• SOURCE TEXT:
▼▼▼

In 1924 several people made their way to the Slaton City Hall and, over radio, listened in as their young hometown girls sang. For the first time, calming voices of Slatonites traveled far beyond the prairie lands.
“An outstanding event in my school life was in 1924,” Julia Alice Florence Lane wrote in Slaton Stories. “Several of us girls played in the band and sang at the Fort Worth Stock Show.” From the stock show, a live broadcast feed of the event was played over the radio. “The people of Slaton met at the City Hall to hear us over loud speakers,” she wrote.
Two years later, once the excitement of the Fort Worth Stock Show had subsided, in 1926 the town met again for the wedding of Muriel Tudor.
“I was born on August 6, 1911,” Tudor wrote in Slaton Stories. “I had the honor to be the first girl to be born in Slaton.” Tudor came from a long lineage of settlers including her father, R.H. Tudor, who built some of the first houses in Slaton. She married Albert O. Smith who was the manager of the Slaton Theater at the time.
That same year, Opal Mosley Walston was a young girl who had begun her education at East Ward School. She was a young girl who often walked past Albert O. Smith and Muriel Tudor as she enjoyed spending the weekends at the movie theater during her childhood.

▲▲▲

• DIRECTIONS FOR THIS TASK:
Continue the account of 1920s Slaton from where it stops, in the same voice.

• EXERCISE DATA:
▼▼▼

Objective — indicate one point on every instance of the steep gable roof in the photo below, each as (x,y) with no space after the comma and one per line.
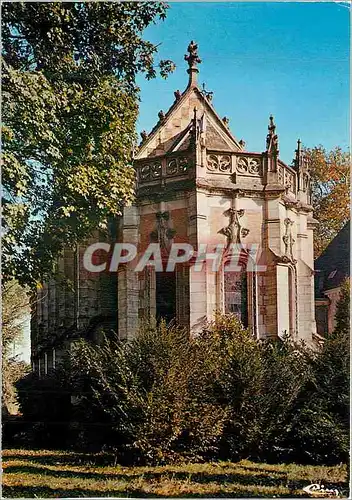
(172,132)
(333,265)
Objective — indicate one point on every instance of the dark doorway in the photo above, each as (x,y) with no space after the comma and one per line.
(165,296)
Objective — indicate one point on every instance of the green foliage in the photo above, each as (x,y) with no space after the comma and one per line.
(319,427)
(15,308)
(167,397)
(157,391)
(342,316)
(70,105)
(330,177)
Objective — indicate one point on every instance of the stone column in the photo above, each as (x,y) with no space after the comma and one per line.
(128,283)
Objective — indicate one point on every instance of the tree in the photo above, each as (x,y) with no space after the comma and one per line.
(15,308)
(330,173)
(70,103)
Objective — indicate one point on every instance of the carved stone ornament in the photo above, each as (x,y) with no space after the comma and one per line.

▲▲▲

• SOLVED PROBLEM:
“On Friday nights, each family that could spare twenty-five cents was at the movies,” Walston wrote in Slaton Stories. “A whole family could attend for a quarter and usually a double feature and a comedy were shown.”
Walston wrote that another event considered, “great family entertainment,” was when citizens would go to the red depot and watch trains go through. She wrote that in later years special trains were run to and from Lamesa for the annual rival football game. “Almost the entire population of Slaton would attend,” she wrote. “One time among the many games that Slaton High School won, the Lamesa fans were so angry they made us walk from the stadium to the depot in the snow.”
The final years of the twenties, as electricity became common, streets were paved, more houses were built and even more cars were traveling the roads (horses and buggies, like outhouses, were becoming a rare sight in the late twenties), the people read in The Slatonite that the economic forecast was becoming bleak as people borrowed from banks at a furious rate with little to no money to pay them back.
Then came – 1929.
In October of 1929, the stock market crashed and the grand decadence and luxurious lifestyles of the 1920’s fell with it. The technological advancements that filled their homes, the candy shops that lined the square, and the accomplishments of the people of Slaton quickly lost their luster as the widespread fear of the troubled times ahead hung heavy on the citizens.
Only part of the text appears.